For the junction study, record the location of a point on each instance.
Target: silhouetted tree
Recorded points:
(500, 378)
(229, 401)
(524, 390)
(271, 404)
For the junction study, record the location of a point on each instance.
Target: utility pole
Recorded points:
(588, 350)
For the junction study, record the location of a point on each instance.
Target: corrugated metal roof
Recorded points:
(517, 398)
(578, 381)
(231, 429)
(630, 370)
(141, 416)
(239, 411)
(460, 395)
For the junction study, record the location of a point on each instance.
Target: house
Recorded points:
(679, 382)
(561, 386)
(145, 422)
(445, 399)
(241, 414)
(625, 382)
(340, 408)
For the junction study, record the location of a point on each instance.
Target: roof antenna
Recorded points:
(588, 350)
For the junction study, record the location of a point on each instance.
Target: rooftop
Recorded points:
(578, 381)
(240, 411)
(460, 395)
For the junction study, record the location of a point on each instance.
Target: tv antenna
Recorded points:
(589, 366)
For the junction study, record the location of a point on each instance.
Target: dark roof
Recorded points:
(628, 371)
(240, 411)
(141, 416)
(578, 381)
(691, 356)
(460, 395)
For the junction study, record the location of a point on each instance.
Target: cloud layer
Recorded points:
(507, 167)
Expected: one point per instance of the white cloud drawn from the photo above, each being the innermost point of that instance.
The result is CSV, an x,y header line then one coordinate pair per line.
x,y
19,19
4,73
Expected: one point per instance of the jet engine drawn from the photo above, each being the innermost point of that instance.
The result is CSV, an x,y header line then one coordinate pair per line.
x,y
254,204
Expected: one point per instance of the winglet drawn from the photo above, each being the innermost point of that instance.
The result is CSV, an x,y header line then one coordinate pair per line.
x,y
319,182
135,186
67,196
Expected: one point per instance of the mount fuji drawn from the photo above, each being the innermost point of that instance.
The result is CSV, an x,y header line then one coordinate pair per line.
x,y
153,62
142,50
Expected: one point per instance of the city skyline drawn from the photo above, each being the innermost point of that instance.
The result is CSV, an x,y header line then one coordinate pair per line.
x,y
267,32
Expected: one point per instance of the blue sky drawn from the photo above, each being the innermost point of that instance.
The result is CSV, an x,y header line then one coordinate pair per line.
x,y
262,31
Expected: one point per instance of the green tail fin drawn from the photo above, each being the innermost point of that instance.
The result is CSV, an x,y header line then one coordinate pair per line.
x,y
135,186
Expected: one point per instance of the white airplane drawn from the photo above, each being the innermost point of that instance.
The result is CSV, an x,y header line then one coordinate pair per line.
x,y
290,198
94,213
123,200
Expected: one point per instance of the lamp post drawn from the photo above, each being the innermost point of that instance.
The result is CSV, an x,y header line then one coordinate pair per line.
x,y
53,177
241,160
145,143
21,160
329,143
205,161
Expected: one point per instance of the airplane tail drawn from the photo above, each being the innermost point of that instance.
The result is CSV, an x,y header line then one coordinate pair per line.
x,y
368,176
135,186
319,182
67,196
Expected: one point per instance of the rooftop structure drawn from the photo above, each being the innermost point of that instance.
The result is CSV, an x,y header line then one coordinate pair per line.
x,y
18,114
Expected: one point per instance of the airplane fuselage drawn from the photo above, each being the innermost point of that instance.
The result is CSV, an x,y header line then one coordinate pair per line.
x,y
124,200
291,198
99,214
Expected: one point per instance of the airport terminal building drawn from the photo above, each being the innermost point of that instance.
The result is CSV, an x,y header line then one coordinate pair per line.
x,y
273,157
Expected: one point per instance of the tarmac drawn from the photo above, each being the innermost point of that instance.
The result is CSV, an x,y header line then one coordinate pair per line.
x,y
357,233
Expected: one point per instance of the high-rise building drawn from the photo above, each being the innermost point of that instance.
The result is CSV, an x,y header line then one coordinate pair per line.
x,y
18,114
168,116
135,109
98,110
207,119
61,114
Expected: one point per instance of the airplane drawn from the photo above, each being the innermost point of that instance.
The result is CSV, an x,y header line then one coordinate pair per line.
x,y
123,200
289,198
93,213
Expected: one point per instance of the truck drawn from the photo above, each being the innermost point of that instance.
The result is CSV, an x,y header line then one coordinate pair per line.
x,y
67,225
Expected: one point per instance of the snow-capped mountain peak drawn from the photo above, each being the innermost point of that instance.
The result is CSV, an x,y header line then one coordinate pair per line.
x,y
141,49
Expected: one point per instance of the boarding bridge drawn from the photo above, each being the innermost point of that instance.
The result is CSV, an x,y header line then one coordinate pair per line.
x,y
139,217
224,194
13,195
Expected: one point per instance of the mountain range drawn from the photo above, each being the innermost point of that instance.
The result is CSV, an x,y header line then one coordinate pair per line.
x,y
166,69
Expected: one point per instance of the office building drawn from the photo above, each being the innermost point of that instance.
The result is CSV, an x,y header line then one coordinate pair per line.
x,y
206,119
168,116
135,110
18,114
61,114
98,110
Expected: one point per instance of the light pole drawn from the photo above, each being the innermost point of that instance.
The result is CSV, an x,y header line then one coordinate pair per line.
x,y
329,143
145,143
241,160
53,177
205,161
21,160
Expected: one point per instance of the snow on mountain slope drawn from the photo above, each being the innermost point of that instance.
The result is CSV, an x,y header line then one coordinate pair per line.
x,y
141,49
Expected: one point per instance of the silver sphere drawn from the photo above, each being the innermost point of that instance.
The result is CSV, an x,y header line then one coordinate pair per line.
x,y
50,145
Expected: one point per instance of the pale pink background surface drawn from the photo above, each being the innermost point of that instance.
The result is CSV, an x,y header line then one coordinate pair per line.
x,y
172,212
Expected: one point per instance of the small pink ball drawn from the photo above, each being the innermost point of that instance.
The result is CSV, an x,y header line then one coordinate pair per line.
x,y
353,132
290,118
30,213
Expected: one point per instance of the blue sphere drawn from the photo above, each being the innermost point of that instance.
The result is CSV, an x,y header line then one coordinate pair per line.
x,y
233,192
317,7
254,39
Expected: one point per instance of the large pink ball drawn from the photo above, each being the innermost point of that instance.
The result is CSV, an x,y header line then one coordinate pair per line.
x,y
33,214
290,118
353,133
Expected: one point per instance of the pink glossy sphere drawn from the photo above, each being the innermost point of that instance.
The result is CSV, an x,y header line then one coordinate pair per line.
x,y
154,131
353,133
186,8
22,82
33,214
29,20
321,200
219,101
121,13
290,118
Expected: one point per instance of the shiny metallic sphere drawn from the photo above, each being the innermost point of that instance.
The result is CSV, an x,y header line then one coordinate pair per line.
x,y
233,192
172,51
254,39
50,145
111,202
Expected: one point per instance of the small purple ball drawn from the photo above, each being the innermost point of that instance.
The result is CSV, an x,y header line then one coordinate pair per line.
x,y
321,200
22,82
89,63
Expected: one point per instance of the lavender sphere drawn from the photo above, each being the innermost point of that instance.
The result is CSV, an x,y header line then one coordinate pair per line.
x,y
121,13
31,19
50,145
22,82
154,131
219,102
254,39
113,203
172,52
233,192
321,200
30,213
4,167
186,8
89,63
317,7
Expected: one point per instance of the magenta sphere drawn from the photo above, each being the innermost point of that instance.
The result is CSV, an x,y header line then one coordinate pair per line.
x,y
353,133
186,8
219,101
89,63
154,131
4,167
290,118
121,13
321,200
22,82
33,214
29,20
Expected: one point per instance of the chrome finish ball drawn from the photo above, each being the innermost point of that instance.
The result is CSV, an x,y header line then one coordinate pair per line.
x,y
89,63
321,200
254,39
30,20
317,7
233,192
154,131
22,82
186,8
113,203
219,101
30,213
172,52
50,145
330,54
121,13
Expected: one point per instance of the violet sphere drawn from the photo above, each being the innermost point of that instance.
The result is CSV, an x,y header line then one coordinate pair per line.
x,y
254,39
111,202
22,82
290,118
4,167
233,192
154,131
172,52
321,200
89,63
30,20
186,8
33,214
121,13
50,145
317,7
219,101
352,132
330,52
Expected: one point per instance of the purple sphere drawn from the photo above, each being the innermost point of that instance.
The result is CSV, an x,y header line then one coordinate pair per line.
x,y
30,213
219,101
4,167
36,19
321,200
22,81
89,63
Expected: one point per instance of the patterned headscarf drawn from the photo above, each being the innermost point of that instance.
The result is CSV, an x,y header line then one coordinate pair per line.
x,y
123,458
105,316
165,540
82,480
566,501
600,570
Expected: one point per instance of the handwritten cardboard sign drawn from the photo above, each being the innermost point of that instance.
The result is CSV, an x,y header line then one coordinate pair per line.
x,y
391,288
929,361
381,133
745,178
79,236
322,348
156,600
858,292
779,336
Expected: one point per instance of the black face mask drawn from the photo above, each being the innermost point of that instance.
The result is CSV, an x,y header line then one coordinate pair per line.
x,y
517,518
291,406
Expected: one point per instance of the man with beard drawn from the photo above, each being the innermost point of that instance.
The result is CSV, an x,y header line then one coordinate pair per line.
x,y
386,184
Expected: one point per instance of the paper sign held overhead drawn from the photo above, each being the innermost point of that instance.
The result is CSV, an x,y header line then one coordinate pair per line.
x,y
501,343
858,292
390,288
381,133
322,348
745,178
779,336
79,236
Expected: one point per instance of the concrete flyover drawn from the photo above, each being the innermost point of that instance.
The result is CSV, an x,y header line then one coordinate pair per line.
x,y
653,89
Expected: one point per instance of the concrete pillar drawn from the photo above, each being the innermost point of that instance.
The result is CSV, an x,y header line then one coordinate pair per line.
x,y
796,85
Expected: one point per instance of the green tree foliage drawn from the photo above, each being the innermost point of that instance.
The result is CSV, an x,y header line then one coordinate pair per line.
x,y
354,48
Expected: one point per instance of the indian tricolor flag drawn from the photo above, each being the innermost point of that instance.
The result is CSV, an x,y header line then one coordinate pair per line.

Aim of the exercise:
Reproduce the records above line by line, without any change, up to and including the line that holds "Target: tv antenna".

Exercise answer:
For the junction study, record the location of a point on each instance.
Target: silhouetted tree
Recorded points:
(500, 378)
(229, 401)
(524, 390)
(271, 404)
For the junction study, record the location of a point on each instance.
Target: utility pole
Recorded points:
(588, 350)
For the junction study, record the location of a point on each instance.
Target: corrugated metal roof
Recorded points:
(517, 398)
(578, 381)
(231, 429)
(630, 370)
(141, 416)
(239, 411)
(460, 395)
For the junction study, record the location of a point on each instance.
Target: house
Recorded points:
(679, 382)
(561, 386)
(145, 422)
(445, 399)
(241, 414)
(625, 382)
(340, 408)
For the junction study, record the location of a point on each instance.
Target: roof antenna
Recorded points:
(588, 350)
For the junction study, record the location of a point on each instance.
Target: rooftop
Recorded points:
(578, 381)
(240, 411)
(460, 395)
For the junction study, record the location of a point on each instance.
Target: tv antenna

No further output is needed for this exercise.